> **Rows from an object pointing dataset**

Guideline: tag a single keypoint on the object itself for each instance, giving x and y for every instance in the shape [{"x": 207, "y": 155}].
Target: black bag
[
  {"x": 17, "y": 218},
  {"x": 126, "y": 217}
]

> **WRITTEN TASK**
Print every item above again, without changing a single character.

> **SOLUTION**
Guideline: tag a single keypoint on the object itself for each instance, giving x and y for every instance in the shape [{"x": 207, "y": 155}].
Target: black bag
[
  {"x": 17, "y": 218},
  {"x": 126, "y": 217}
]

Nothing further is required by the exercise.